Rewrite all of the records below line for line, requests included, and raise every coordinate value in the answers by 33.

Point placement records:
******
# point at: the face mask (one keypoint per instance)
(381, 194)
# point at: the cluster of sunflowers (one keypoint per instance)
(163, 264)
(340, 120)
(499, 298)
******
▸ **Written answer**
# point at: the face mask (one keypoint per instance)
(414, 227)
# point at: the cluster of sunflowers (one keypoint per instance)
(196, 297)
(373, 153)
(532, 331)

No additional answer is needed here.